* _Task goal_
For this exercise, write out each entry below exactly as it reads.

* _Task inputs_
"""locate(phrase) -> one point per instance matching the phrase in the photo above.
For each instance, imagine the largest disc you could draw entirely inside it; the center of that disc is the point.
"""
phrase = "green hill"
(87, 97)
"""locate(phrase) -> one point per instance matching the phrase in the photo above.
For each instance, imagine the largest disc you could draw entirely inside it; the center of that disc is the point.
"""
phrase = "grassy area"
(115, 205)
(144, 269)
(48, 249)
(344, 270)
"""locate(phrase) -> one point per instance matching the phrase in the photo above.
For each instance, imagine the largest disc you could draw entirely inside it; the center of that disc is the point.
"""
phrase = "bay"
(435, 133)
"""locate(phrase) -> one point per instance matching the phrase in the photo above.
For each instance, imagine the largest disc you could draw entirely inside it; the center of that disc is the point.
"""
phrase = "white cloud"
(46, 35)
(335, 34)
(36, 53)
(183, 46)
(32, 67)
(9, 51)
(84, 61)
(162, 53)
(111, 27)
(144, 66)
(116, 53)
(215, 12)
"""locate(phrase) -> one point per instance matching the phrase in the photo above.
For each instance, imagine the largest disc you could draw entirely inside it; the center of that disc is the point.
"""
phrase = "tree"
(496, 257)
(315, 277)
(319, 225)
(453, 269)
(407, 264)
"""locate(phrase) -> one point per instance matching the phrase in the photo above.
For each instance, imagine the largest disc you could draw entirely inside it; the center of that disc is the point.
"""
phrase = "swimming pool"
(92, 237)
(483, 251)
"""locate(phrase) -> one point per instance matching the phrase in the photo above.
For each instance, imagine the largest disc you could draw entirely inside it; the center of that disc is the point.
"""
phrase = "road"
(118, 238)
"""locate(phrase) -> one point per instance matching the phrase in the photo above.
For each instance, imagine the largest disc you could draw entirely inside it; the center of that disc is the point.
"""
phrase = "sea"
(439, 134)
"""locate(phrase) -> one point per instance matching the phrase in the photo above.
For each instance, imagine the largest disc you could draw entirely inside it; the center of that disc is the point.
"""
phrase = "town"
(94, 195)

* _Exercise answer_
"""locate(phrase) -> one point per instance matching the phrase in the photo above.
For each instance, imagine the largest disc you could draw entirely inside it; the center of that disc is the point.
"""
phrase = "green hill"
(87, 97)
"""locate(phrase) -> one point per instance matching the phrase in the photo above.
For each instance, imagine the largest disc you could draw entirely inside it; the center of that disc is the point.
"""
phrase = "grassy area"
(115, 205)
(144, 269)
(48, 249)
(344, 270)
"""locate(phrase) -> one point per instance matching the phrase in the photo above.
For each instance, imagine the largest disc you could draw entirely inside it; the center of that disc is the point.
"""
phrase = "bay"
(435, 133)
"""locate(phrase) -> one point per instance matching the phrase in the photo above.
For each instance, imagine the largest disc you could draw entirely inside it; the center of that disc is the point.
"""
phrase = "white cloud"
(46, 35)
(335, 34)
(36, 53)
(183, 46)
(32, 67)
(9, 51)
(84, 61)
(162, 53)
(111, 27)
(144, 66)
(116, 53)
(215, 12)
"""locate(phrase) -> one point per instance matching the phrase in the photo above.
For each instance, imagine the largest disc you could draw entirely inside it; the center of that disc is the point.
"""
phrase = "tree"
(496, 257)
(315, 277)
(319, 225)
(453, 269)
(407, 264)
"""locate(phrase) -> one point per instance matching the phrase in the photo above.
For each instance, imagine the largest disc you could draw entirely inside it; the center of that disc is the point.
"""
phrase = "swimming pool"
(92, 237)
(483, 251)
"""locate(phrase) -> one point per instance matching the phrase in the photo above.
For each instance, imagine the largest disc you could draw entirely inside it; the center of that disc is the point.
"""
phrase = "road"
(118, 238)
"""locate(phrase) -> one point per instance matching the phrase in the photo above.
For each instance, imagine the largest disc you could draw entirely inside it; the center of that disc is the point.
"""
phrase = "sea"
(439, 134)
"""locate(phrase) -> one point per instance matching the phrase in the photo above.
For each instance, imagine the largest disc you could draw entirely inside it; the center of that disc is the point.
"""
phrase = "town"
(94, 195)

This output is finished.